Problem statement
Quote each of the following lines word for word, leaving the pictures out of your answer.

[Examples of point labeling]
* BEGIN *

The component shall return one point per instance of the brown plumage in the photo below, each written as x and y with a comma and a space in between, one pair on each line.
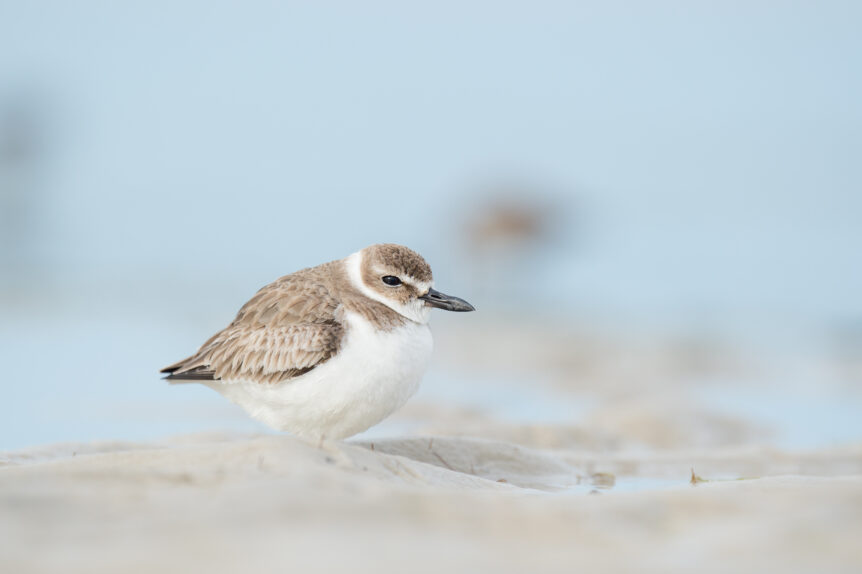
295, 323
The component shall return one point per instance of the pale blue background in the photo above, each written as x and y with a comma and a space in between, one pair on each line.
181, 154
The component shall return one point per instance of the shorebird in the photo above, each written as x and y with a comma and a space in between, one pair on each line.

* END *

Solution to the problem
The component shall return one point per instance of the brown plumage in the photo below, each written as x and y with a comma and a space in between, one pair on each line.
295, 323
The component shall return one point per instance of the pale blue background in the photo above, each written as x and y with a comma and a space in between, one pair on each line.
181, 154
The component shall return one point per instance of the shorebird in the photo above, each written as x and y with a comma and a space in between, one pair on each line.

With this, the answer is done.